[The exercise]: Format every line of the records below as a numbered list, omitting blank lines and leaving the pictures out.
>> Start Data entries
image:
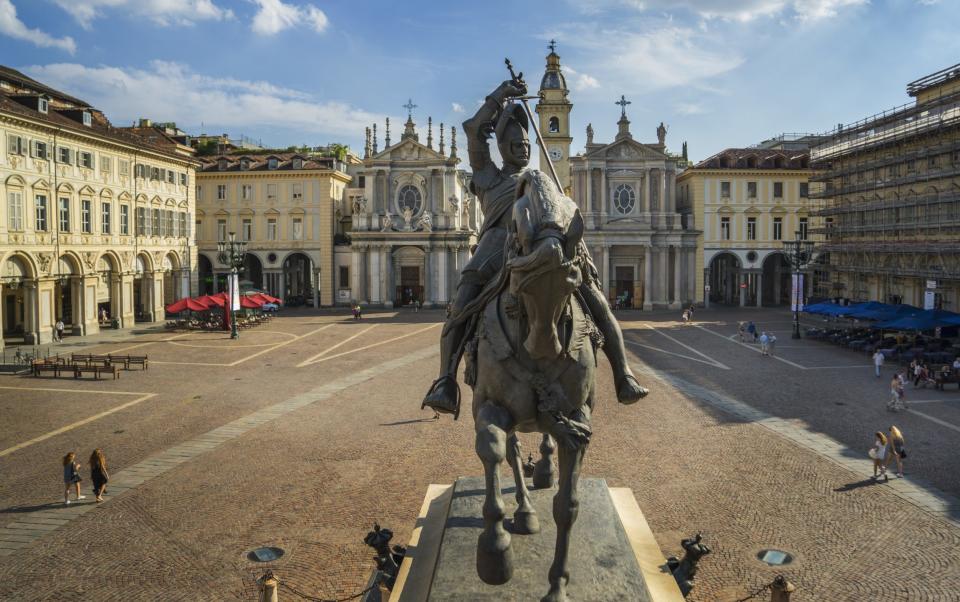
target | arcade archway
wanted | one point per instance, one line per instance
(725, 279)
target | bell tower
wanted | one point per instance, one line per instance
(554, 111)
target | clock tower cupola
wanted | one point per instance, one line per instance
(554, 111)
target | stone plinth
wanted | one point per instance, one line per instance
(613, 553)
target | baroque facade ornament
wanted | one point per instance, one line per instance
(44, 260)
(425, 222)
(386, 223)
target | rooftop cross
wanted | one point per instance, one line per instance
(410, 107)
>> End Data entries
[Exercise result]:
1. image:
2. target | arcade archway
3. wanted | one point per instance, one line per instance
4. (725, 279)
5. target | bell tower
6. wanted | one point per instance, one line per instance
7. (554, 111)
8. target | clock tower cupola
9. wanted | one point per instance, one line per instance
10. (554, 111)
11. target | stone plinth
12. wanted | one point per instance, one line per instance
13. (613, 553)
14. target | baroque facade ornament
15. wanted | one point per instance, one line per instance
16. (44, 260)
17. (425, 222)
18. (386, 223)
19. target | rooftop cross
20. wanted | one point per instance, one line per instance
21. (410, 107)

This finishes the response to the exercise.